TAREFAS DO EXERCÍCIO -
**a.** No trecho sobre a diversidade na natureza, reescreva de forma mais breve o parágrafo que começa com "Esse potencial de ser macho ou fêmea", mantendo as informações principais.
**b.** Prossiga com o trecho sobre a diversidade na natureza a partir da última frase, no mesmo estilo.

TRECHO DO TEXTO -
Algumas pessoas falam de “machos” e “fêmeas” como categorias fixas, desconhecendo espécies como o peixe palhaço, que, em situações onde há fêmeas demais ou machos demais, pode assumir o papel do gênero mais escasso. Com que frequência a diversidade se apresenta na natureza?
 
A diversidade está em toda parte. As plantas, por exemplo, ou são hermafroditas, ou mudam de sexo, ou praticam a autopolinização. A recombinação sexual é provavelmente a melhor invenção da natureza para gerar capacidade adaptativa. Sem essa habilidade de misturar os genes a fim de produzir novos modelos, a vida já haveria se extinguido ou seria muito simples.
 
Esse potencial de ser macho ou fêmea é regulado por uma série de genes capazes de reconhecer – como no caso do peixe palhaço – que há fêmeas demais ou machos demais e que é necessário que alguém assuma o outro papel. Há algo no ambiente, ou uma emissão de hormônios, que lhes indica: “apague o sexo masculino, assuma o feminino e ative os órgãos que tem para assumir este papel”. Estas tensões ambientais se estendem aos seres humanos. Assim, mesmo que tenhamos uma carga genética que nos define de alguma forma, nossas relações com o mundo permitem que modifiquemos nossos comportamentos.
 
A teoria queer sugere que não continuemos a pensar que o mundo funciona como um relógio. Isso é demonstrado pela mudança climática. Que efeitos o fato de assumir o mundo de maneira queer surte na natureza  e em nossa relação com ela?
 
O mundo sempre se transforma em algo inovador ou inesperado. Esta é a evolução. Dos peixes evoluíram os anfíbios, dos anfíbios, os répteis, e dos répteis, os mamíferos. Sem dúvida, para cada uma dessas espécies, o próximo nível de inovação era anômalo. Imaginemos uma conversa entre peixes que tentam entender a aparição de uma rã. Mas isso não é algo anômalo, que deva ser suprimido. Pelo contrário, essas mudanças fizeram o mundo como ele é. O estranho é pensar que o mundo não muda.
 
Algo que pode ser visto como “estranho” na natureza é necessário para impedir o colapso dos sistemas. Que função cumpre a diversidade na sobrevivência dos seres vivos?
 
Fundamentalmente ela contribui com informação e estratégias inovadoras. Os indivíduos que se afastam da média ou da norma são portadores de códigos essenciais quando as condições ambientais mudam. As condições médias não têm a plasticidade para se adaptar a uma mudança ambiental drástica. Para a evolução, o que menos importa é “a normalidade”, pois ela não afeta a sobrevivência da forma como afeta viver em temperaturas cada vez mais altas no verão ou mais baixas no inverno. As anomalias geram a evolução. Uma inserção do estranho no“normal” é necessária para que haja estabilidade e os sistemas não entrem em colapso. O ecossistema se adapta às mudanças. A natureza é queer, não funciona como um modelo mecanicista, mas está cheia de saídas falsas.

DADOS EXTRAÍDOS -
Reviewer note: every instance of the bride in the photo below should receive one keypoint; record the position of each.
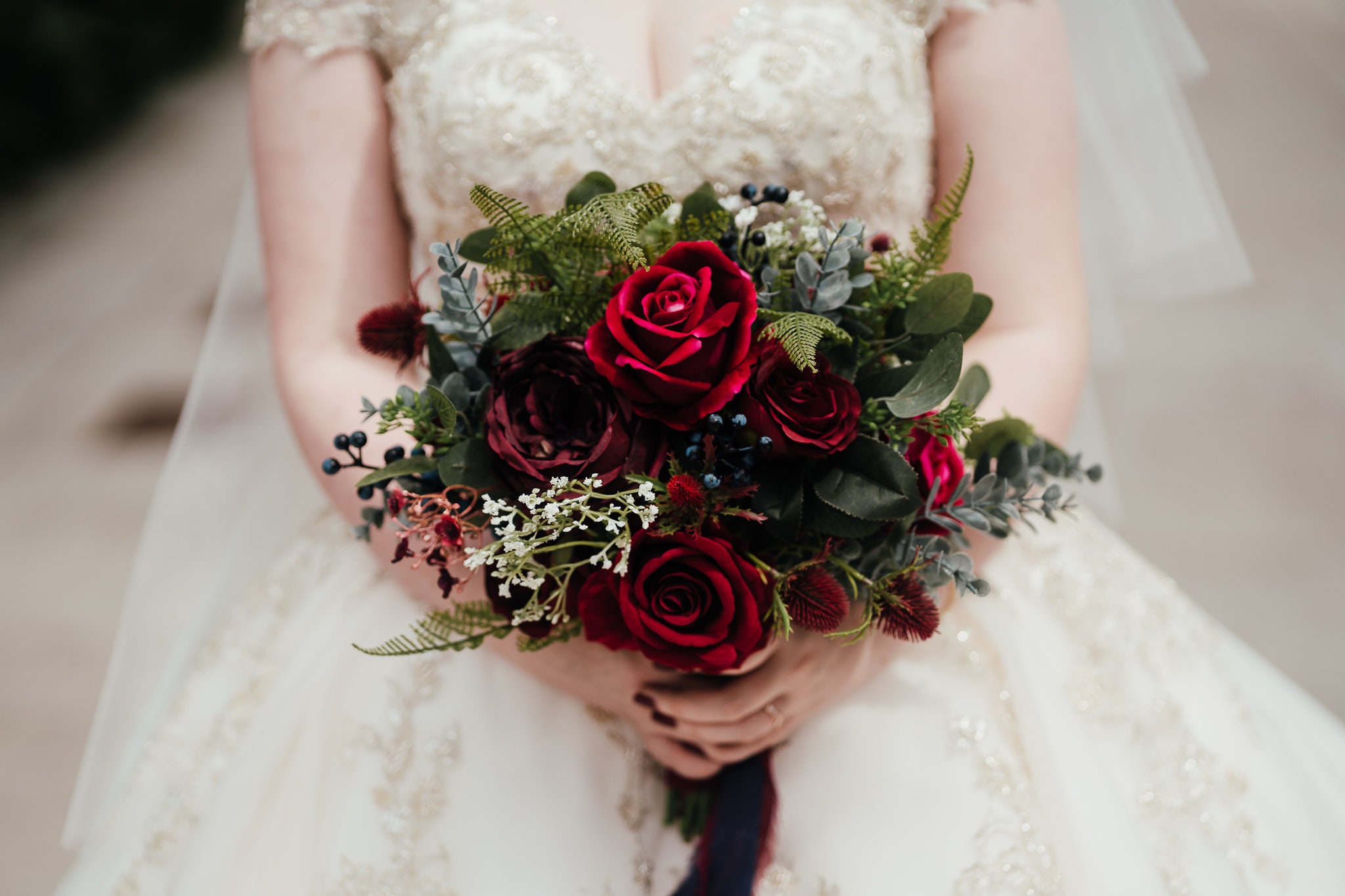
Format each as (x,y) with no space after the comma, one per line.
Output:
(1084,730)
---
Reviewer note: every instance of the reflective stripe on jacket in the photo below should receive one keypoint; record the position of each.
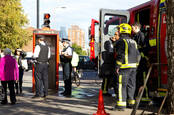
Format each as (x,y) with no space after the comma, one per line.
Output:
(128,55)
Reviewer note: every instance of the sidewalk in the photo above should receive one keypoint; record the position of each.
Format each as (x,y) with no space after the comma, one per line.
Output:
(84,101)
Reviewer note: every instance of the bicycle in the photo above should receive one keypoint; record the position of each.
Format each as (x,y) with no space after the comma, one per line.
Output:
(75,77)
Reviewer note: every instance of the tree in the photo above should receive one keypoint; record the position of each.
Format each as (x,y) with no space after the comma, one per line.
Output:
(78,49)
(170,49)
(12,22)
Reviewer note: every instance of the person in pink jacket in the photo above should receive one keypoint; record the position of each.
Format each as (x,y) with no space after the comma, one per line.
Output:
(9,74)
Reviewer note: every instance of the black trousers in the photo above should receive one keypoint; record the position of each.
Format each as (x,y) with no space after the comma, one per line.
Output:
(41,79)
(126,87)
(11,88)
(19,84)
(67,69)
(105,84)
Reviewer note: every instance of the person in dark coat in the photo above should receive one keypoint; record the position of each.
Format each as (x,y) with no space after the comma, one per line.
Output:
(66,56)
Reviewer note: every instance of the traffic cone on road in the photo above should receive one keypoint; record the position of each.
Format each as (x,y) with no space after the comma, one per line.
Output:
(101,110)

SUAS RESPOSTAS -
**a.** Uma série de genes regula o potencial de ser macho ou fêmea. Esses genes reconhecem, como no caso do peixe palhaço, quando há fêmeas ou machos demais e alguém precisa assumir o outro papel. Algo no ambiente, ou uma emissão de hormônios, indica a troca de sexo e a ativação dos órgãos correspondentes. Essas tensões ambientais também se estendem aos seres humanos. Mesmo com uma carga genética que nos define, nossas relações com o mundo permitem modificar nossos comportamentos.

**b.**
 
Muitas pessoas acreditam que o perigoso é a diversidade, e não a continuidade do machismo e da heterossexualidade obrigatória. Qual a relevância da diversidade em relação ao caráter mutante do mundo?
 
Qualquer evolução ou transformação do que existe sempre produzirá mais diferença. E as diferenças se convertem na memória de toda essa história evolutiva, que vai nos fornecer as chaves para sobreviver à mudança climática que nós mesmos causamos. A diversidade de pensamento e expressões é fundamental para nos adaptarmos às mudanças históricas. A diversidade é um espaço de reconhecimento do caráter mutável do mundo e um exemplo de como a vida tem que inovar para se projetar no futuro.
 
Para fazer oposição aos direitos LGBTI, há quem diga que nem a homossexualidade, nem a transexualidade são naturais. Como se deve entender a palavra “natural”?
 
A homossexualidade e outros comportamentos que algumas pessoas consideram atípicos estão presentes em todas as espécies. Alguns exemplares da palmeira-de-cera, a árvore nacional da Colômbia, são transexuais. Apesar disso, muitos usam o argumento da “não naturalidade” para questionar a existência das pessoas LGBTI. É preciso perguntar àqueles que têm esta ideia: quão natural consideram usar roupas, caminhar por uma avenida, consumir enlatados ou praticar o celibato?